*GIVEN EXERCISE*
Copy out every line from the one containing "# point at: nose tip (one per instance)" down to the one containing "(794, 1032)", keeping both of those lines and leaving each line unchanged.

*DATA LISTING*
• • • • • • •
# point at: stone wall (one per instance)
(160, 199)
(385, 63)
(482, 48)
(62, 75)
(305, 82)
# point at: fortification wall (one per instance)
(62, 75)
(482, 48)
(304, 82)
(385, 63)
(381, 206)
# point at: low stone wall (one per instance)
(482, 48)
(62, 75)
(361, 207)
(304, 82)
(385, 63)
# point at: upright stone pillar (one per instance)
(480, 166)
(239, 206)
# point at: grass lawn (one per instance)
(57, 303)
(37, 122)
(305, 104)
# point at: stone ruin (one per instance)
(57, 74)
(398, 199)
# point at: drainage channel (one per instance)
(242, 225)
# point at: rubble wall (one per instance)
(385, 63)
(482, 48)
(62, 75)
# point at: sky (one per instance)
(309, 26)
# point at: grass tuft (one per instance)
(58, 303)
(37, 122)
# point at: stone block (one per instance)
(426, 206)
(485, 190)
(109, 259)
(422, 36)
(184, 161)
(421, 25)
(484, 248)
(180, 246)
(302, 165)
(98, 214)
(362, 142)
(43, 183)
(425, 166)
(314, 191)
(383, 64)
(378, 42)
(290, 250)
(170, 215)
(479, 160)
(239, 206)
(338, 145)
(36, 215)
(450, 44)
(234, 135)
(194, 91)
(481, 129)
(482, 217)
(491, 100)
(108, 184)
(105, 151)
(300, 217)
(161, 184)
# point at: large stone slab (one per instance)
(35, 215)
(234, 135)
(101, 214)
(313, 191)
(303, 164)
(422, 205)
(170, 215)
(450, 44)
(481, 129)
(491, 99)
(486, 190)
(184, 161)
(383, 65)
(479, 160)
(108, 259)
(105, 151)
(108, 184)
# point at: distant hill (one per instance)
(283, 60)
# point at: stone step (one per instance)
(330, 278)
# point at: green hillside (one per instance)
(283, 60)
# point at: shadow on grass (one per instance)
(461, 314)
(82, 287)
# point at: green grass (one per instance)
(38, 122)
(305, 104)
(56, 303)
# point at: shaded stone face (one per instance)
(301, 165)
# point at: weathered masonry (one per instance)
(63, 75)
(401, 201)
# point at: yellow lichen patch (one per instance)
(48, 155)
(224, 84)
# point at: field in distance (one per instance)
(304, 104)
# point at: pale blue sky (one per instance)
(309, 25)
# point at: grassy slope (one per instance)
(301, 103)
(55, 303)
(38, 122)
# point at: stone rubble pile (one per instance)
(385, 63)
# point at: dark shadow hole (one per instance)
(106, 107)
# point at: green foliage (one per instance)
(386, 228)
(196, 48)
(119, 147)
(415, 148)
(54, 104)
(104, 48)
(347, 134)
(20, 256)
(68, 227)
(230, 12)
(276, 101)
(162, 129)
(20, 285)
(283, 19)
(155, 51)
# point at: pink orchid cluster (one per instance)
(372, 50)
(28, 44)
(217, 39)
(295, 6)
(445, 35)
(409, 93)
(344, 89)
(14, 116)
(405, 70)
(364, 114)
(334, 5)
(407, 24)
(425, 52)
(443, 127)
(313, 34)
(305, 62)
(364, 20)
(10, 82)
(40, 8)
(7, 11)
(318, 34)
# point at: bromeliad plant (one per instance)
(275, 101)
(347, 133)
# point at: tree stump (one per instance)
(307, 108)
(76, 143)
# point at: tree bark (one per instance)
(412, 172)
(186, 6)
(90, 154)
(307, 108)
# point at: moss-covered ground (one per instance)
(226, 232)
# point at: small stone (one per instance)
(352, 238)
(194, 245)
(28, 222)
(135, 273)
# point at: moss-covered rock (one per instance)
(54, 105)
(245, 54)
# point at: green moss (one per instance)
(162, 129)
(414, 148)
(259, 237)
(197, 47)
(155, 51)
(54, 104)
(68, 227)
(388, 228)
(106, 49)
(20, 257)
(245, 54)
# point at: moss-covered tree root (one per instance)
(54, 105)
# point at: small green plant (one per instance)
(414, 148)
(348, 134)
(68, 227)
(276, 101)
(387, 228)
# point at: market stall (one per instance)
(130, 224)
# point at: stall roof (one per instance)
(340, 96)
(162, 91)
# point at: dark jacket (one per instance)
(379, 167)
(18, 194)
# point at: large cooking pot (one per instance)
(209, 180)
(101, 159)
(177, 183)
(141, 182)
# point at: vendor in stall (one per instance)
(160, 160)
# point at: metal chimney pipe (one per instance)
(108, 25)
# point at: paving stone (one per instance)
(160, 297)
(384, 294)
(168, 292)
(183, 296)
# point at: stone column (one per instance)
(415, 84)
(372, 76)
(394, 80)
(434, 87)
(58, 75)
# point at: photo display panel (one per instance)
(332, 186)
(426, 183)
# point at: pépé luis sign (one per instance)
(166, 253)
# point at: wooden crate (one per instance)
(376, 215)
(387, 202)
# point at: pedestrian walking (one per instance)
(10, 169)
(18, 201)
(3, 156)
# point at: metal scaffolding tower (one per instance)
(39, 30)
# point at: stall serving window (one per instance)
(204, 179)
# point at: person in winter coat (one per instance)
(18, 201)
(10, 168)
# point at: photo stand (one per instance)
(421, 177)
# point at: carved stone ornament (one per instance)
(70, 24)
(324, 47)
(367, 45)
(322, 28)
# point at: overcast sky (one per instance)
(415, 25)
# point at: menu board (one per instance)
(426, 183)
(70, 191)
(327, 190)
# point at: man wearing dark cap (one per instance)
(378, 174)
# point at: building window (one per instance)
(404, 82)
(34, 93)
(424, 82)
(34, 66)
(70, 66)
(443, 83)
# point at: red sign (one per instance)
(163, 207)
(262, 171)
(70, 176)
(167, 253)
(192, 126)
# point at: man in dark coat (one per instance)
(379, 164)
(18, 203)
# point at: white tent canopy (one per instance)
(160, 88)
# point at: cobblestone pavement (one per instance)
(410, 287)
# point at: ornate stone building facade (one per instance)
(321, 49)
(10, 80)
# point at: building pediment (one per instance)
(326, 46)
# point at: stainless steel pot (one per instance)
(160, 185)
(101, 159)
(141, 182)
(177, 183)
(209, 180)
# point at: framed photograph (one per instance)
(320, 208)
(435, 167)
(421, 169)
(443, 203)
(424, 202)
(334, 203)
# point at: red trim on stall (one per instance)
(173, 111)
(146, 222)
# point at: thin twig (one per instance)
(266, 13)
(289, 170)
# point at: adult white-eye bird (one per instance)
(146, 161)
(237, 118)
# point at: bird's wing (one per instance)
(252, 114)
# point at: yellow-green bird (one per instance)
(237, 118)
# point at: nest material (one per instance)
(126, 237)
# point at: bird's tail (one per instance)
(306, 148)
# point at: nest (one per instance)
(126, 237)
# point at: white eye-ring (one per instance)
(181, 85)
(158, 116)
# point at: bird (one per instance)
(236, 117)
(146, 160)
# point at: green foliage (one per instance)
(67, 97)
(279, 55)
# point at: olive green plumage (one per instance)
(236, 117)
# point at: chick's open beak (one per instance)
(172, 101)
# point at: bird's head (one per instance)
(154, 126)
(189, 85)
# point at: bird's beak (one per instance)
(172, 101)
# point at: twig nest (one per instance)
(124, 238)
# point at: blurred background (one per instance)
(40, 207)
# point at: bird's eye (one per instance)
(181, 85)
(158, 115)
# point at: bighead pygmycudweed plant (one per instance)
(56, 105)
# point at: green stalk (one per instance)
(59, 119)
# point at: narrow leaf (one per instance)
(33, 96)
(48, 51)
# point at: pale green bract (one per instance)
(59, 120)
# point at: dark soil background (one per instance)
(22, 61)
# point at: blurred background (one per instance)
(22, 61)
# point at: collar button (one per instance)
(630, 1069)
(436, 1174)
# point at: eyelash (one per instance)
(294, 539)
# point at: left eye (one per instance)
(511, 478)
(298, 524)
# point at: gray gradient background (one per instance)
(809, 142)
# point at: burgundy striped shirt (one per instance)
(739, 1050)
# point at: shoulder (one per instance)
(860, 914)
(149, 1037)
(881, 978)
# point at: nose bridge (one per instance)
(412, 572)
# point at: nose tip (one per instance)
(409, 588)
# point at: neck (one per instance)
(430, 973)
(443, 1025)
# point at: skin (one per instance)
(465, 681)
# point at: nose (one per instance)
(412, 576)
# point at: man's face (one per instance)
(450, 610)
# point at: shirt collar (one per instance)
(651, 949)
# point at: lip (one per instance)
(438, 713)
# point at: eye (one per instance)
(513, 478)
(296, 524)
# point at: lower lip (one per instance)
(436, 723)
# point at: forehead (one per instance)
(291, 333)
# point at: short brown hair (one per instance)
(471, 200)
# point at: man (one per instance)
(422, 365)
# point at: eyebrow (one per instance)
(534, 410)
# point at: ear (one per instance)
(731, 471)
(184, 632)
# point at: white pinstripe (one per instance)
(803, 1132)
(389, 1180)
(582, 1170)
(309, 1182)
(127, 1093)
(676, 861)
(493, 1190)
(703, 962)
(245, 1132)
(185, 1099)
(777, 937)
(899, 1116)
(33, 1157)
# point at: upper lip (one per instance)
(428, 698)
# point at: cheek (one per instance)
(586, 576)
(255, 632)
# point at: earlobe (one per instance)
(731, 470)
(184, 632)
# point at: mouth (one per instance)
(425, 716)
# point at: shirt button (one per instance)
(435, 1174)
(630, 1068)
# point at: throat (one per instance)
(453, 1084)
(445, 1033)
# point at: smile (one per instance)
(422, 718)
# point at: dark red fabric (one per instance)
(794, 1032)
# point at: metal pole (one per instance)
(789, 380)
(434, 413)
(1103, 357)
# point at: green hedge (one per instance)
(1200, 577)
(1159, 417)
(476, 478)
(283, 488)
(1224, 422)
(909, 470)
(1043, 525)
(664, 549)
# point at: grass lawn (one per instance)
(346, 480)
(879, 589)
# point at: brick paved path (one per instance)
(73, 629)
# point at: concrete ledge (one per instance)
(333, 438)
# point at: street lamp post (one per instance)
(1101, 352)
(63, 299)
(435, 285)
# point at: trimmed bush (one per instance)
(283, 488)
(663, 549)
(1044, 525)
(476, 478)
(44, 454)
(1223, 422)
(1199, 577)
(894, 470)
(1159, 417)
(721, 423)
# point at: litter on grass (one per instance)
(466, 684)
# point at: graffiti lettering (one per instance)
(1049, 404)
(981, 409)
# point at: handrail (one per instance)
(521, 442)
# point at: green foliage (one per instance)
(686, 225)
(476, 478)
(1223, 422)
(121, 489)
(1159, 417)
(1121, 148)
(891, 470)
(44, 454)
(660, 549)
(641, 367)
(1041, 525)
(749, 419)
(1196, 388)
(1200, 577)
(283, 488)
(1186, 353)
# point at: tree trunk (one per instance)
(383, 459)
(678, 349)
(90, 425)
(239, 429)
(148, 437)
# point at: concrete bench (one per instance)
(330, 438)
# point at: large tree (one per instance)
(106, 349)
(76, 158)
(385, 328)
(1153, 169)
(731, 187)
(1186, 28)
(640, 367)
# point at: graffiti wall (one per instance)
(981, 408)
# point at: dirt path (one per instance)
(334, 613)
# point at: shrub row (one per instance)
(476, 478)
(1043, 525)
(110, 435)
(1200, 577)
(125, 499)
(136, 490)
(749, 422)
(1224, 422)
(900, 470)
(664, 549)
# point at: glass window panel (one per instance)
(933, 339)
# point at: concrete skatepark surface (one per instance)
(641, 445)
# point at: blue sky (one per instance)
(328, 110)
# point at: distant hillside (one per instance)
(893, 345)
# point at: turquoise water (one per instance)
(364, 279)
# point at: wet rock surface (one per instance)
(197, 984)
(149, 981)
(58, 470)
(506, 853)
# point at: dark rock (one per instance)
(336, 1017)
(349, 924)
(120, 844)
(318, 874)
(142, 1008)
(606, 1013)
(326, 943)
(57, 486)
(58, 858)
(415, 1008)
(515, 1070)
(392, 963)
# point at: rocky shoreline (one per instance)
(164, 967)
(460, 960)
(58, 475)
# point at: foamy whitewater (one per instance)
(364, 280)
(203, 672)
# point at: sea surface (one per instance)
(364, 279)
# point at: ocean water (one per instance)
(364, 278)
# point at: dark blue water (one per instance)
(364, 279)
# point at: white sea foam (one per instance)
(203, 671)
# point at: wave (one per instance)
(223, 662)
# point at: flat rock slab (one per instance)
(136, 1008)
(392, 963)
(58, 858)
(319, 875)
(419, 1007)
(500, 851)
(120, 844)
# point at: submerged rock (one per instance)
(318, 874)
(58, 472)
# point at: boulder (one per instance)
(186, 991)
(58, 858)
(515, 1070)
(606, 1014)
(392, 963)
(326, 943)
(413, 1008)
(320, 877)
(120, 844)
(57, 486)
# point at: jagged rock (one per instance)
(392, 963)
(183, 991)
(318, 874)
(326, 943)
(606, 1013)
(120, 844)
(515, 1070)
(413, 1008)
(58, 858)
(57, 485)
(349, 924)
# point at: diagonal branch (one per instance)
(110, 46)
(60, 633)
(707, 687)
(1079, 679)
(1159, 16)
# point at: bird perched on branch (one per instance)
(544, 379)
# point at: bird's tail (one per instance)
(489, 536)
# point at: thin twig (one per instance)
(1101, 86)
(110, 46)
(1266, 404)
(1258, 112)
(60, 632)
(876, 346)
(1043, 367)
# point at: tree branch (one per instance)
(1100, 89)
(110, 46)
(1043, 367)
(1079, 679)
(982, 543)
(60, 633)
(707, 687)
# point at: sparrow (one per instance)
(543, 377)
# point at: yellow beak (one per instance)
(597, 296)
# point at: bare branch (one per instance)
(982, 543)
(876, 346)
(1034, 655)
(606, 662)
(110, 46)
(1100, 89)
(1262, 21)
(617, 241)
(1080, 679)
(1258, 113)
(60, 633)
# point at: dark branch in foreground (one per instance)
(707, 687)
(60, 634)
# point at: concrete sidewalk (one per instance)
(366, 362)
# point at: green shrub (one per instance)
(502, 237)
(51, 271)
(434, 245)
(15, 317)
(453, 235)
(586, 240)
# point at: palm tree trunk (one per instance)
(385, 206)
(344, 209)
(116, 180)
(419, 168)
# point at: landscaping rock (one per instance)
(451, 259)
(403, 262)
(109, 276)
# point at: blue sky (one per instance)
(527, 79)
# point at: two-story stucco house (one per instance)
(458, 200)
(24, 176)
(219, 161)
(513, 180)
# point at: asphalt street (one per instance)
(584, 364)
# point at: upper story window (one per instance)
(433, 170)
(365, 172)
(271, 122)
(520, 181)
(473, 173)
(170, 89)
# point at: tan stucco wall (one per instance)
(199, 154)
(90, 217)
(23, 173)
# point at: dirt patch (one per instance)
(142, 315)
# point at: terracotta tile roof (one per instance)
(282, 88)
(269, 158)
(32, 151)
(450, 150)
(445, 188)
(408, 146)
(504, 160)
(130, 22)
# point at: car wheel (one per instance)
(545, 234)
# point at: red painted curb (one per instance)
• • • • • • •
*RESULT*
# point at: nose tip (one per instance)
(409, 588)
# point at: neck (one per instance)
(430, 973)
(443, 1025)
# point at: skin (one per instance)
(465, 681)
# point at: nose (one per instance)
(412, 576)
# point at: man's face (one per instance)
(450, 610)
# point at: shirt collar (one per instance)
(651, 949)
# point at: lip (one per instance)
(438, 713)
# point at: eye (one per instance)
(513, 478)
(296, 524)
# point at: lower lip (one per instance)
(436, 723)
# point at: forehead (one per instance)
(291, 333)
# point at: short brown hair (one per instance)
(471, 200)
# point at: man (one per instance)
(422, 365)
# point at: eyebrow (one per instance)
(534, 410)
# point at: ear (one per instance)
(731, 471)
(184, 632)
# point at: white pinstripe (one per instance)
(803, 1132)
(389, 1180)
(582, 1170)
(309, 1182)
(127, 1093)
(676, 861)
(493, 1190)
(703, 962)
(245, 1132)
(185, 1099)
(777, 937)
(899, 1116)
(33, 1157)
# point at: upper lip (one per instance)
(428, 698)
# point at: cheek (one per instance)
(586, 576)
(255, 632)
# point at: earlobe (one per instance)
(731, 470)
(184, 632)
# point at: mouth (one per instance)
(425, 716)
# point at: shirt button (one per instance)
(435, 1174)
(630, 1068)
# point at: throat (one per instance)
(453, 1084)
(445, 1033)
# point at: smile (one per instance)
(422, 718)
# point at: dark red fabric (one per instance)
(794, 1032)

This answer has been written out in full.